# Start of Extracted entries
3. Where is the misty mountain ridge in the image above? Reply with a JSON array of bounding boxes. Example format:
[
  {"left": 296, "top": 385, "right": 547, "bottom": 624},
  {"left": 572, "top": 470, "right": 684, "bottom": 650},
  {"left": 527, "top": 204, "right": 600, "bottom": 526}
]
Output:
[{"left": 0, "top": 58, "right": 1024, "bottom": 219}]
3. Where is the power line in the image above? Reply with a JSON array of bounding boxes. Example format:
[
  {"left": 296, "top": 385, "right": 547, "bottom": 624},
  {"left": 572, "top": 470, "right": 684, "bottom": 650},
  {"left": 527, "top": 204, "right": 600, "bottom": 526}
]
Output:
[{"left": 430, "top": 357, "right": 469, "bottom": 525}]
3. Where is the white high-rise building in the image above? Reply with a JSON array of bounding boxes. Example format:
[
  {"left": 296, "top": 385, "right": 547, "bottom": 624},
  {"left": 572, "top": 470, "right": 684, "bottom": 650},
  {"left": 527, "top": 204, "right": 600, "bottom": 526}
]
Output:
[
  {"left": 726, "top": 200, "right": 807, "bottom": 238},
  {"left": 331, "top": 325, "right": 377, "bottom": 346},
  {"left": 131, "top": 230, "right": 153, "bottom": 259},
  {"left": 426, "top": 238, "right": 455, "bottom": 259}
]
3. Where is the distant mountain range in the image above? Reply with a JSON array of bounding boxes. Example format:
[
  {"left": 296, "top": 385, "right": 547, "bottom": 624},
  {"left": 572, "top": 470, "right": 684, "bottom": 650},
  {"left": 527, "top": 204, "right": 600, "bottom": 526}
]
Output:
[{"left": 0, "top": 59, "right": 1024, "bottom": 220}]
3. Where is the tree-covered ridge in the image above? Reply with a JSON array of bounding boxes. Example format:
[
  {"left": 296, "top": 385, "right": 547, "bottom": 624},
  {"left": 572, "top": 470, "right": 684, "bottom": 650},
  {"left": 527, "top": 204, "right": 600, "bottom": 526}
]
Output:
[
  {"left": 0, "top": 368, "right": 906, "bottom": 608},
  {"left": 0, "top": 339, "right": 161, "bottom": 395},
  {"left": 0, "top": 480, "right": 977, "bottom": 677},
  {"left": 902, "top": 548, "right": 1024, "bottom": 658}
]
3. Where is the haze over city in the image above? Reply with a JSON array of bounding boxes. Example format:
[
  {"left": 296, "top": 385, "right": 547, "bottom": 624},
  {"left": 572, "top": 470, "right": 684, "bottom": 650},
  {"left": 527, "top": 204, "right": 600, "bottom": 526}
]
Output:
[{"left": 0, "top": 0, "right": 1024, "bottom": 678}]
# End of Extracted entries
* _What to work on_: Please return everything from the line containing "3. Where is the tree-covered" down to the end of the records, copied line for line with no changes.

* _Exercise result_:
3. Where is the tree-covered ridge in the image above? Reply with a JSON array of bounding boxes. Example format:
[
  {"left": 296, "top": 385, "right": 547, "bottom": 624},
  {"left": 572, "top": 470, "right": 684, "bottom": 650},
  {"left": 527, "top": 204, "right": 600, "bottom": 526}
]
Output:
[
  {"left": 0, "top": 368, "right": 906, "bottom": 608},
  {"left": 0, "top": 339, "right": 161, "bottom": 395},
  {"left": 0, "top": 480, "right": 977, "bottom": 677},
  {"left": 902, "top": 548, "right": 1024, "bottom": 658}
]
3. Where is the haze over city in the image above? Reply with a JSON array of bounding boxes. Example format:
[
  {"left": 296, "top": 385, "right": 547, "bottom": 624},
  {"left": 572, "top": 470, "right": 684, "bottom": 650},
  {"left": 527, "top": 204, "right": 600, "bottom": 526}
]
Output:
[{"left": 0, "top": 0, "right": 1024, "bottom": 678}]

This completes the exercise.